#### Your objective:
Reproduce the material word for word, starting at the line containing "Expected: one pin per instance of the horse ear, each" and continuing through its final line.

Stored entries
===

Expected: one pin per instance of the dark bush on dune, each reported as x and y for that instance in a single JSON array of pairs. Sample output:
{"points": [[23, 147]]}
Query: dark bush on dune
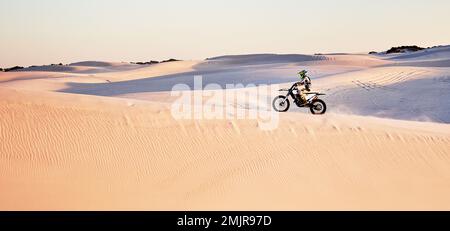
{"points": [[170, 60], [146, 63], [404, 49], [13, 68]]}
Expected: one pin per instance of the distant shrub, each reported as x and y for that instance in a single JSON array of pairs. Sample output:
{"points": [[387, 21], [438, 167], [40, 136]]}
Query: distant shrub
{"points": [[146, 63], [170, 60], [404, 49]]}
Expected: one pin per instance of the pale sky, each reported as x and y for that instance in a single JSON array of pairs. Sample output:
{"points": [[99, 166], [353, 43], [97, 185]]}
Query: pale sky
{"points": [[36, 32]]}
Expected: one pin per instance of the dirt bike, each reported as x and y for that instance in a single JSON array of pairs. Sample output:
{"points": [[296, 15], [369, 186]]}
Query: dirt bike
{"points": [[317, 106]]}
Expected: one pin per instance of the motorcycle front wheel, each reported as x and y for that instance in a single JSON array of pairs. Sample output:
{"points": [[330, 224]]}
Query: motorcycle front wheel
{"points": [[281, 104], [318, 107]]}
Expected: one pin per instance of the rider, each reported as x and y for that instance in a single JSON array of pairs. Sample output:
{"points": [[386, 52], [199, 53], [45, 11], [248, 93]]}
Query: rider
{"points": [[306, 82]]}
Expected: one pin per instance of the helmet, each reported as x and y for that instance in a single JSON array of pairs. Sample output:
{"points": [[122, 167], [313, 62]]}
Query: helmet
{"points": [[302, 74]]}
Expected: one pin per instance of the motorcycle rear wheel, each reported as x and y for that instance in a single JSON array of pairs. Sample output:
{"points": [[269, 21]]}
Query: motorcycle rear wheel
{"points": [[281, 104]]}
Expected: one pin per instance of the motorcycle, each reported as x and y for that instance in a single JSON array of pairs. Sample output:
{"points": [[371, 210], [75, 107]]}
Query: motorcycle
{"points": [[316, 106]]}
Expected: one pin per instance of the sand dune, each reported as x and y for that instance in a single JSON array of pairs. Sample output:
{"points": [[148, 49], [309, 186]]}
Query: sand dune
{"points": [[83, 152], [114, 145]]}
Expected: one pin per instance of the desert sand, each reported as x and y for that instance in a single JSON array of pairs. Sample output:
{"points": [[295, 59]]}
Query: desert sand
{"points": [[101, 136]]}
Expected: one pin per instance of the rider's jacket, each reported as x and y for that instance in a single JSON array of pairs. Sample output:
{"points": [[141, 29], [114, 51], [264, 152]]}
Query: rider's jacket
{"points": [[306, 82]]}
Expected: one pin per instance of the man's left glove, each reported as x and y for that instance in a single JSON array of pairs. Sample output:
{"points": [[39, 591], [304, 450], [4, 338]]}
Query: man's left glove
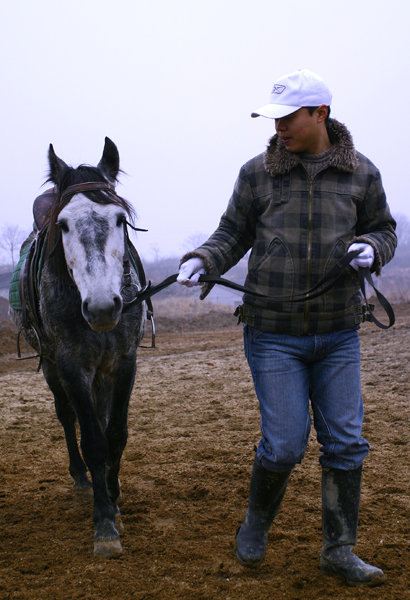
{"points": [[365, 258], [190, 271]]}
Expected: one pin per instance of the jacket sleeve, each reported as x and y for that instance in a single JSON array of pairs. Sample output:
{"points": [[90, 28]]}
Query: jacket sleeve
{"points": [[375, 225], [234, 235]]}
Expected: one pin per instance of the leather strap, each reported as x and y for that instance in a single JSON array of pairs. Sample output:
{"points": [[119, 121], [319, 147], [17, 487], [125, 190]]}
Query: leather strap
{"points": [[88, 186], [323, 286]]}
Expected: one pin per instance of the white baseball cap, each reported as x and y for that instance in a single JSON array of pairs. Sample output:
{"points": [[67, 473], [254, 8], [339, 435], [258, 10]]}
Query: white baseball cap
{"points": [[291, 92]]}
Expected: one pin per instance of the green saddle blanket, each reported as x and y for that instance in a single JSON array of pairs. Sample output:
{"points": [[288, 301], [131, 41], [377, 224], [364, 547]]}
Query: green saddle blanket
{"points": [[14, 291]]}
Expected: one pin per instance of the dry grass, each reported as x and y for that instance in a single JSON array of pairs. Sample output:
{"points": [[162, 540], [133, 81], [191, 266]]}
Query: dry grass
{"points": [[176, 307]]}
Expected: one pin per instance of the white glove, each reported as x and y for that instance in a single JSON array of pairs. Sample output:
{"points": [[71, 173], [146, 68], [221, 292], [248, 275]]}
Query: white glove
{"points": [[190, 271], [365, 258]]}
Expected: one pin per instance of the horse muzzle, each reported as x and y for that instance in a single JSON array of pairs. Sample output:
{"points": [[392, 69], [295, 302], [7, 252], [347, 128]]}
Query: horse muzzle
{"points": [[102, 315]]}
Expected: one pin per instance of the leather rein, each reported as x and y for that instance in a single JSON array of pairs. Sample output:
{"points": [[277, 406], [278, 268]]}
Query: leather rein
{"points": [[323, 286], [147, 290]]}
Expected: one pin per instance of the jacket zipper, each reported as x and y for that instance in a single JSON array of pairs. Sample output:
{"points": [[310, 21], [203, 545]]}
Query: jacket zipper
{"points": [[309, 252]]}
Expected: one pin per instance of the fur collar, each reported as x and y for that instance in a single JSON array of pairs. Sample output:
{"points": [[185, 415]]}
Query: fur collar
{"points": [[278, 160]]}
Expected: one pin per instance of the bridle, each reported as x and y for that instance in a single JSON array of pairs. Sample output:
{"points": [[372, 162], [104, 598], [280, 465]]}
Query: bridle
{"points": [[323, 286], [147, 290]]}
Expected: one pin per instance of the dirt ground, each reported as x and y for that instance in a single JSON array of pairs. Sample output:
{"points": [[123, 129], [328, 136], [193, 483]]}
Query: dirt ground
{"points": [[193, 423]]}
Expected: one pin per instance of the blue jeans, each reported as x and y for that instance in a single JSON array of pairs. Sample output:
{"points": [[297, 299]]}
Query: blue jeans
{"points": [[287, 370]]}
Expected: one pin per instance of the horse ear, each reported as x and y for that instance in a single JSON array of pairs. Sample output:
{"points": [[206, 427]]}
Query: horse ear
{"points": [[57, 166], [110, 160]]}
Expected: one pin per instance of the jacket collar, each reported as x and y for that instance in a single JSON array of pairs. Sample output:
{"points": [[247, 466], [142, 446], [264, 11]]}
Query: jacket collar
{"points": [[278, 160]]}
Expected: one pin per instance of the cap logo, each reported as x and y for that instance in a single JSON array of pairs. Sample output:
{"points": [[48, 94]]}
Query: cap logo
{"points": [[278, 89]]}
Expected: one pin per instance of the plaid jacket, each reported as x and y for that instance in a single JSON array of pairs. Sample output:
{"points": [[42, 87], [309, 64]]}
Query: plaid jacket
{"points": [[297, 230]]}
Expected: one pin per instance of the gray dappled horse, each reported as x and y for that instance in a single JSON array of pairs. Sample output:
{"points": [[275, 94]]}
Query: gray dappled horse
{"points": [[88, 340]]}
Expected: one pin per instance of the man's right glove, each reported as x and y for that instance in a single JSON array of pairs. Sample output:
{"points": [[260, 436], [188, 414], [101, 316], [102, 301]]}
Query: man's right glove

===

#### Output of the exercise:
Expected: one pin per instance of the horse ear, each reported as x and y for that instance in a single JSON array of pairs. Sample output:
{"points": [[206, 427]]}
Query: horse ear
{"points": [[57, 166], [110, 160]]}
Expected: one pin per instance of the jacket collar, each reported as x and y for that instance in a single JSON array of pairs. Sample output:
{"points": [[247, 466], [142, 446], [264, 11]]}
Query: jacket collar
{"points": [[278, 160]]}
Expected: one pin per instance of the cap logo, each reported as x and y for that instance in a single JSON array of pairs. Sample output:
{"points": [[48, 94]]}
Query: cap logo
{"points": [[278, 89]]}
Expected: one pin per instance of the plaid jacket, each reported as x and y for that instance in a single JSON array of pairs. Sample output:
{"points": [[42, 87], [309, 64]]}
Query: plaid jacket
{"points": [[297, 230]]}
Expected: one pin per instance of the gray dappled horse, each reported as x and y for that instance in a single JSON array of pairs. Sample output:
{"points": [[275, 94]]}
Query: gray dappled horse
{"points": [[88, 340]]}
Expected: one pin per instance of the man's right glove, each reported as x and y for that instance in a single JSON array of pairs. Sample output:
{"points": [[260, 436], [188, 414], [101, 316], [102, 301]]}
Query: man's right glove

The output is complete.